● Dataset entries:
# # # #

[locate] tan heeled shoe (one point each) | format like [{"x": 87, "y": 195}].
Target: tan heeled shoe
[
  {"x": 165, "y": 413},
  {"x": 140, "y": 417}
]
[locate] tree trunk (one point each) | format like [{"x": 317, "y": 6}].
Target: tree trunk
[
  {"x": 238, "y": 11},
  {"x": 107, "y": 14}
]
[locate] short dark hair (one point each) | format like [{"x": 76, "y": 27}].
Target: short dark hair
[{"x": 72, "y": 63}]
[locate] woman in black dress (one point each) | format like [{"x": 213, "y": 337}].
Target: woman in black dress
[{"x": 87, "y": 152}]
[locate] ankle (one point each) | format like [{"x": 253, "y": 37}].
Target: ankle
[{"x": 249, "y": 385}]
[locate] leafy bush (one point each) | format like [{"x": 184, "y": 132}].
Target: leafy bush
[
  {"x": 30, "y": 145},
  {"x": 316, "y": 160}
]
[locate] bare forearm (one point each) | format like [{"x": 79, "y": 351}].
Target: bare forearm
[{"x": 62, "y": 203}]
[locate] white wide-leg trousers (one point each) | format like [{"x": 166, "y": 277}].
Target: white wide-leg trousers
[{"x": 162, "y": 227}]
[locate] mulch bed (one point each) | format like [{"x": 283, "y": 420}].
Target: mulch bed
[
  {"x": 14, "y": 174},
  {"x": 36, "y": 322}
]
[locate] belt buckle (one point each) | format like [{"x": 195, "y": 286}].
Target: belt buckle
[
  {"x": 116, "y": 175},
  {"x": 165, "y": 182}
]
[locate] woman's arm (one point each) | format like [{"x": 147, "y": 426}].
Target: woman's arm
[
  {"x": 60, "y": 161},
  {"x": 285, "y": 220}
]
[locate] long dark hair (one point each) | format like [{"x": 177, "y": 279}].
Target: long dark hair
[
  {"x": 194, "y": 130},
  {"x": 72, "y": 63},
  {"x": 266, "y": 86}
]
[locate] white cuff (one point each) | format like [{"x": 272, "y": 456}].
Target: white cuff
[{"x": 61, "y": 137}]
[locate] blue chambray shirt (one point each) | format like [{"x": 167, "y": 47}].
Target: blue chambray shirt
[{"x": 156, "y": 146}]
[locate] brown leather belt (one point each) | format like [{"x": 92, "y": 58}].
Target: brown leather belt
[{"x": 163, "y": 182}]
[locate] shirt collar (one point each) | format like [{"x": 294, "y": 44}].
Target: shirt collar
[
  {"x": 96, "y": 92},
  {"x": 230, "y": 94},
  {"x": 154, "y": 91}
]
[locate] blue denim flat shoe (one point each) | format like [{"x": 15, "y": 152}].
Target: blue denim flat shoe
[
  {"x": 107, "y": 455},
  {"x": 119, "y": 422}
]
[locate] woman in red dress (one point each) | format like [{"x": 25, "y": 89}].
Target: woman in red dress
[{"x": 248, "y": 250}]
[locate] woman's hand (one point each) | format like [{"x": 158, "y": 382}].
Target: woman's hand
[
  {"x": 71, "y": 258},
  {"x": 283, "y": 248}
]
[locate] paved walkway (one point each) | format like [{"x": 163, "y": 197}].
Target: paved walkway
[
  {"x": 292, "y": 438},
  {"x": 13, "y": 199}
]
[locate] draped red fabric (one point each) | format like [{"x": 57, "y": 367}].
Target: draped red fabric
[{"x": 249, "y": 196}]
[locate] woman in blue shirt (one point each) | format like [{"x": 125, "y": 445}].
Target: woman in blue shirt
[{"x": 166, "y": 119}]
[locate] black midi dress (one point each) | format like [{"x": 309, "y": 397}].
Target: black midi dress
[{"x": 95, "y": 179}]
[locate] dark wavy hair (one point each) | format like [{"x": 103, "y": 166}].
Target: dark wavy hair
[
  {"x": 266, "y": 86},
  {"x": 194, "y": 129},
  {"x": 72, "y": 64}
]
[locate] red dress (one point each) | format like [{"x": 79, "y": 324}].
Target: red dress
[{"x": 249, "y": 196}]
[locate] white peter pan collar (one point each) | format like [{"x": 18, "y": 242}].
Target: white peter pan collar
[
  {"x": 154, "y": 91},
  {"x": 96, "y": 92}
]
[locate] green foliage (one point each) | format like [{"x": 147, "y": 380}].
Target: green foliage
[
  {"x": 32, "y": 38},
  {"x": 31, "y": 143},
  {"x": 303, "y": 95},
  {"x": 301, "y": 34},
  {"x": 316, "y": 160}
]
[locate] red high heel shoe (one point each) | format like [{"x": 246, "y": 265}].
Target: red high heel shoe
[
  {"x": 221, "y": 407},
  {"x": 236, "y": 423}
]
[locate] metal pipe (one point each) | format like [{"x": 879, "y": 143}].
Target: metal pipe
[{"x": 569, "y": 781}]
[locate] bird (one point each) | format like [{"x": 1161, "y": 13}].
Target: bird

# # # #

● YOUR OBJECTIVE:
In your response, give all the records again with nothing altered.

● TASK ANSWER:
[locate] tan heeled shoe (one point each) | format like [{"x": 87, "y": 195}].
Target: tan heeled shoe
[
  {"x": 165, "y": 413},
  {"x": 140, "y": 417}
]
[locate] tree trunk (one point each) | format like [{"x": 317, "y": 6}].
Target: tree trunk
[
  {"x": 238, "y": 11},
  {"x": 107, "y": 14}
]
[locate] short dark hair (one point each) | format like [{"x": 76, "y": 27}].
Target: short dark hair
[{"x": 72, "y": 63}]
[locate] woman in black dress (one point each) | format like [{"x": 213, "y": 337}].
Target: woman in black dress
[{"x": 87, "y": 152}]
[locate] ankle (one point each) | format like [{"x": 253, "y": 37}].
Target: ankle
[{"x": 249, "y": 385}]
[locate] leafy bush (one point each) | format like [{"x": 184, "y": 132}].
Target: leafy bush
[
  {"x": 30, "y": 145},
  {"x": 316, "y": 160}
]
[locate] bare forearm (one point each) | format like [{"x": 79, "y": 351}].
Target: bare forearm
[{"x": 62, "y": 203}]
[locate] white wide-leg trousers (one point each) | format like [{"x": 166, "y": 277}].
Target: white wide-leg trousers
[{"x": 162, "y": 227}]
[locate] mulch bed (one point each) | format like [{"x": 283, "y": 420}].
Target: mulch bed
[
  {"x": 14, "y": 174},
  {"x": 36, "y": 322}
]
[locate] belt buckle (one point each) | format like [{"x": 195, "y": 286}].
Target: belt buckle
[
  {"x": 116, "y": 175},
  {"x": 165, "y": 182}
]
[locate] woman's arm (one point each) | format like [{"x": 147, "y": 426}].
Target: woman's arm
[
  {"x": 60, "y": 161},
  {"x": 285, "y": 220}
]
[locate] long dark hair (one point each) | format like [{"x": 177, "y": 279}].
Target: long dark hair
[
  {"x": 194, "y": 130},
  {"x": 72, "y": 63},
  {"x": 266, "y": 86}
]
[locate] white cuff (one point each) | format like [{"x": 272, "y": 456}].
Target: white cuff
[{"x": 61, "y": 137}]
[locate] blue chambray shirt (one point each) | format like [{"x": 167, "y": 47}].
Target: blue chambray shirt
[{"x": 156, "y": 146}]
[locate] brown leather belt (one point each) | format like [{"x": 92, "y": 58}].
Target: brown leather belt
[{"x": 163, "y": 182}]
[locate] shirt collar (one point each) | format like [{"x": 294, "y": 44}].
Target: shirt collar
[
  {"x": 96, "y": 92},
  {"x": 230, "y": 94},
  {"x": 154, "y": 91}
]
[locate] blue denim flat shoe (one point each) | format like [{"x": 15, "y": 152}].
Target: blue denim flat shoe
[
  {"x": 107, "y": 455},
  {"x": 119, "y": 422}
]
[locate] woman in red dress (one point each) | format like [{"x": 25, "y": 89}].
Target: woman in red dress
[{"x": 248, "y": 250}]
[locate] woman's hand (one point each) | format like [{"x": 158, "y": 382}].
Target: woman's hand
[
  {"x": 71, "y": 258},
  {"x": 283, "y": 248}
]
[locate] paved walkway (one point each) | format like [{"x": 163, "y": 197}].
Target: paved walkway
[
  {"x": 292, "y": 438},
  {"x": 13, "y": 199}
]
[locate] draped red fabric (one point each) | format like [{"x": 57, "y": 367}].
Target: draped red fabric
[{"x": 249, "y": 196}]
[locate] woman in blue shirt (one point each) | format like [{"x": 125, "y": 445}].
Target: woman in blue shirt
[{"x": 166, "y": 119}]
[locate] black midi dress (one point each) | format like [{"x": 309, "y": 397}].
Target: black midi dress
[{"x": 95, "y": 179}]
[locate] dark wavy hair (one point each) | format like [{"x": 103, "y": 166}].
Target: dark wavy hair
[
  {"x": 266, "y": 86},
  {"x": 194, "y": 129},
  {"x": 72, "y": 64}
]
[locate] red dress (one point each) | format like [{"x": 79, "y": 324}].
Target: red dress
[{"x": 249, "y": 196}]
[locate] white peter pan collar (one point each) | format like [{"x": 18, "y": 242}].
Target: white peter pan collar
[
  {"x": 154, "y": 91},
  {"x": 96, "y": 92}
]
[locate] green foliage (one point each) | format like [{"x": 147, "y": 380}].
Target: green foliage
[
  {"x": 32, "y": 38},
  {"x": 31, "y": 143},
  {"x": 303, "y": 95},
  {"x": 301, "y": 34},
  {"x": 316, "y": 160}
]
[locate] red high heel shoe (one point each) | format like [{"x": 246, "y": 265}].
Target: red high heel shoe
[
  {"x": 221, "y": 407},
  {"x": 236, "y": 423}
]
[locate] metal pipe (one point each) | format like [{"x": 879, "y": 143}].
Target: metal pipe
[{"x": 569, "y": 781}]
[locate] bird (one point each) | format like [{"x": 1161, "y": 13}].
Target: bird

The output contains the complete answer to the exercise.